Text excerpt:
******
3.69 AVERAGE

dark emotional mysterious reflective sad tense medium-paced
Plot or Character Driven: Character
Strong character development: Yes
Loveable characters: Complicated
Diverse cast of characters: No
Flaws of characters a main focus: Yes

This is a suspense book, and as such I feel incapable of getting into the things I feel about it without spoilers. I'll briefly discuss the rating first and then shout in the spoiler tags. So!

Three stars, because I finished the book, despite shouting "I hate this why are you like this" several times near the end. There were genuinely compelling bits of writing, and I wanted to see a resolution badly enough that I stuck it out. The audiobook reader is also very fine, I would listen to other books that she has narrated.
******
Required work: Reproduce the part of the book review that begins with the words containing "Three stars, because" and ends with "she has narrated.".
******
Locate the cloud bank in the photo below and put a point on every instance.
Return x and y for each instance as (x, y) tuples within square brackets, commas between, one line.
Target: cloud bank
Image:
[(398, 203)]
******
Written answer:
Three stars, because I finished the book, despite shouting "I hate this why are you like this" several times near the end. There were genuinely compelling bits of writing, and I wanted to see a resolution badly enough that I stuck it out. The audiobook reader is also very fine, I would listen to other books that she has narrated.